What the task requires:
Pull out every line of the items below that contains the word "white", and copy each one. Case counts.

----- Input -----

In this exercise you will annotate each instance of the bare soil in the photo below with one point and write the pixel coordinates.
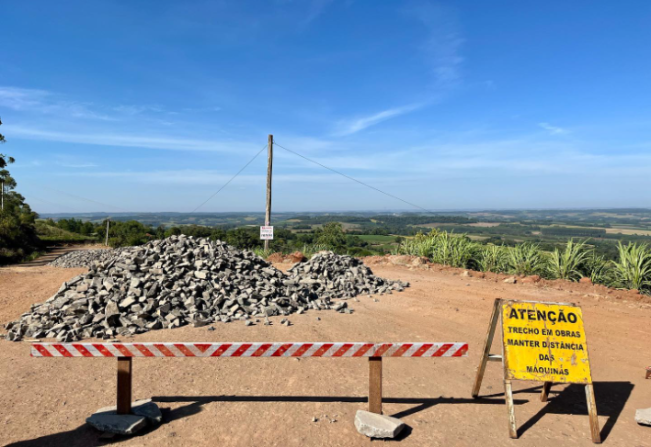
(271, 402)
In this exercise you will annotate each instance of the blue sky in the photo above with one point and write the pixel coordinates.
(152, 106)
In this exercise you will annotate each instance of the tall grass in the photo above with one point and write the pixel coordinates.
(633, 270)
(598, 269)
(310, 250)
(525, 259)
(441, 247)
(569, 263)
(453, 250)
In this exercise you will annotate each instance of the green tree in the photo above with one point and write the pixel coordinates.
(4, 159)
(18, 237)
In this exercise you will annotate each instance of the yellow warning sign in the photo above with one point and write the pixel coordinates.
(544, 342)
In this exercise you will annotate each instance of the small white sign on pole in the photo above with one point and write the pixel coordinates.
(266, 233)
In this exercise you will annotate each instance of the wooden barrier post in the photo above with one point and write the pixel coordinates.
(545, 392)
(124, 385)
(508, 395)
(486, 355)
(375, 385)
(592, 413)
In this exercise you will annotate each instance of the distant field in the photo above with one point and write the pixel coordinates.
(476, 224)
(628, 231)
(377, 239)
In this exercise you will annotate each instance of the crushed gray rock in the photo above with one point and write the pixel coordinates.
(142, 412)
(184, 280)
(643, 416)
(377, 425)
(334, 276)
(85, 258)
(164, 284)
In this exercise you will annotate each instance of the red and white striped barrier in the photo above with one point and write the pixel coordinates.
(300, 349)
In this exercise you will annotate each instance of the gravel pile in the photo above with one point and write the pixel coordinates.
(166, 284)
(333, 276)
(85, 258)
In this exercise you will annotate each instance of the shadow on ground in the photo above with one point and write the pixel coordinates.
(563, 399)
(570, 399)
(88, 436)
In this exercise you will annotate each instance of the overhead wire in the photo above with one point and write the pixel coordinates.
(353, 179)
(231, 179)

-----
----- Input -----

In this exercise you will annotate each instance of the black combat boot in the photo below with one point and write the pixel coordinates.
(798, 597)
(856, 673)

-----
----- Input -----

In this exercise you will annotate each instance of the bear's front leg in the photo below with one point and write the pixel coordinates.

-----

Task result:
In this exercise you will annotate each instance of the small white sign on pole in the photo above with one point and write the pixel coordinates.
In this exercise you will annotate each instance of the red and white striped barrier in the photo above with one point and write the pixel coordinates.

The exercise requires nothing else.